Excerpts from pointing data:
● ● ● ● ●
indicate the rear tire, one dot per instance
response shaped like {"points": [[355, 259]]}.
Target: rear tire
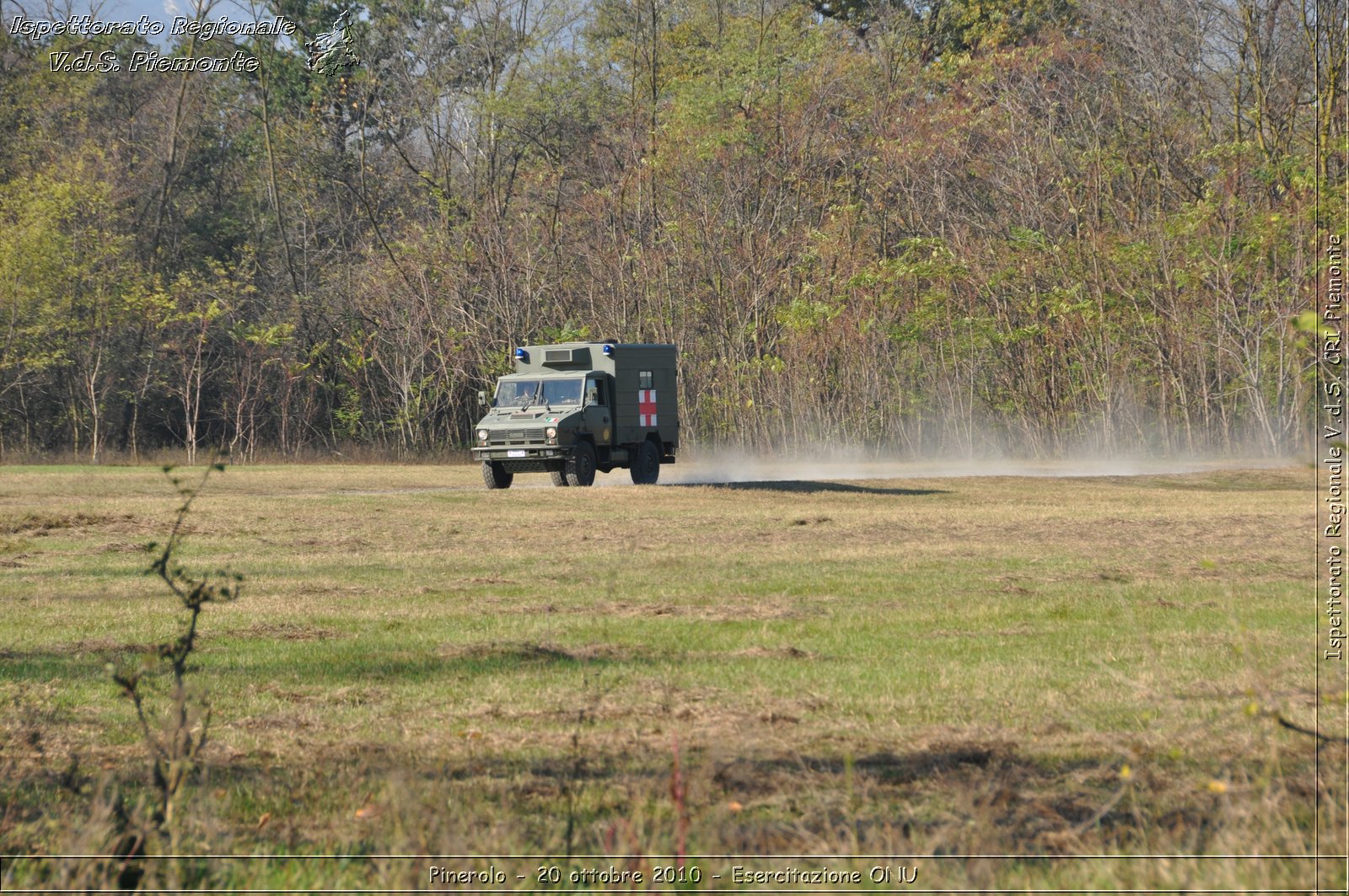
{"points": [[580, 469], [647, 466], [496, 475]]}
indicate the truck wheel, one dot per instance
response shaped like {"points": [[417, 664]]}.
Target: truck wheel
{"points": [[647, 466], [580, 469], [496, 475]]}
● ● ● ● ●
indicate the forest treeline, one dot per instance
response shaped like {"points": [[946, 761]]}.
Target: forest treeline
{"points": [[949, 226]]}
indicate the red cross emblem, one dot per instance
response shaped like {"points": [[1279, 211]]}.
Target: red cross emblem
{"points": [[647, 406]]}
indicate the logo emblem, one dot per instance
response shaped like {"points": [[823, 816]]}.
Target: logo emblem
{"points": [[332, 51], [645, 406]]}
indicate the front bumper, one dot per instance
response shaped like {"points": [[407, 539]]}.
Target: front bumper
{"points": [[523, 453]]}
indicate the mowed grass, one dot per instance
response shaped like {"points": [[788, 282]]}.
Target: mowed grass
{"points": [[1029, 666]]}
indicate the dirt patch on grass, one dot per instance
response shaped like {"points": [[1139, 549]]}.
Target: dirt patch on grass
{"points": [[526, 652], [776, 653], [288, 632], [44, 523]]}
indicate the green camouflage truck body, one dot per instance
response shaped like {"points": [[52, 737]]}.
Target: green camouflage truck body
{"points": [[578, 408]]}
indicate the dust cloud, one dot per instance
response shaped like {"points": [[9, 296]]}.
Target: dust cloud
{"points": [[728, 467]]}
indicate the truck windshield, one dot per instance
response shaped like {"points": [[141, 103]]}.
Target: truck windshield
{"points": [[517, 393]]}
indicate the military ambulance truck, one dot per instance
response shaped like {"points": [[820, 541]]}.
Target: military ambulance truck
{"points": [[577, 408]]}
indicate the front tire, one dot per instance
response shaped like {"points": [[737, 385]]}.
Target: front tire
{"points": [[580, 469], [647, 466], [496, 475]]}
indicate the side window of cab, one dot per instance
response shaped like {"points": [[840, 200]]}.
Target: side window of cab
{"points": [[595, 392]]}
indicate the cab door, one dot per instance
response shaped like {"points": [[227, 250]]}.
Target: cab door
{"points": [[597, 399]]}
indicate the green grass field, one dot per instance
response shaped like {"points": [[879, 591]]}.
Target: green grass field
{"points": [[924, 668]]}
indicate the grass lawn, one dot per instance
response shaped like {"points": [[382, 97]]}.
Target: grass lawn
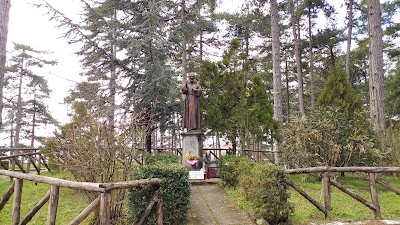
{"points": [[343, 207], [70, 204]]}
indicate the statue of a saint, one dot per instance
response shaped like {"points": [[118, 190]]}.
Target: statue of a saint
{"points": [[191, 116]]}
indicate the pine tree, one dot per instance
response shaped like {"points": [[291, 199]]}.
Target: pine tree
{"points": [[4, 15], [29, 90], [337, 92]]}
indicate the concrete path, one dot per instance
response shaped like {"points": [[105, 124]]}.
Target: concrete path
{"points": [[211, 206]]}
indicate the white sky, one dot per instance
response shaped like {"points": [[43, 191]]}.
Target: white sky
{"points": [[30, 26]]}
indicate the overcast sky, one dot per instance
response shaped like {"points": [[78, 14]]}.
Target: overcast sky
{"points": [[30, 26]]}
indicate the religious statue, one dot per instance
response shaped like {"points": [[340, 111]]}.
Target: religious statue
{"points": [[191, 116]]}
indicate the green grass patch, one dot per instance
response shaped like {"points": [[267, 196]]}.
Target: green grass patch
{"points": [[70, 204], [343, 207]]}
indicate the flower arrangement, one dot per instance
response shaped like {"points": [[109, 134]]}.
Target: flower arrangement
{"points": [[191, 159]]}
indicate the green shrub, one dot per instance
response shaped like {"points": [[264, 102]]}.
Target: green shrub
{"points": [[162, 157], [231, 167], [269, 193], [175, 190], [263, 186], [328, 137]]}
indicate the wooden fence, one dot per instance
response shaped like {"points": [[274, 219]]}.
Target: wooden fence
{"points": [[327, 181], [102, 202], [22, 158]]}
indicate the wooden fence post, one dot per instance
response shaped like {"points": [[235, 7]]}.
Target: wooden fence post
● ● ● ● ●
### Problem details
Please revise the listing from the line with "indicate the wooden fence, one" to the line with "Target: wooden fence post" so that "one dot per instance" becomes "a single dot for each instance", keeping everything else unchanged. Return only those lines.

### Exercise response
indicate the wooden fence, a single dot for each instance
response shaped like {"points": [[274, 219]]}.
Target: wooden fence
{"points": [[327, 181], [102, 202], [22, 158]]}
indicate the wooden fence post, a single dot for each instance
response shaped like {"points": [[235, 7]]}.
Target: wooden fence post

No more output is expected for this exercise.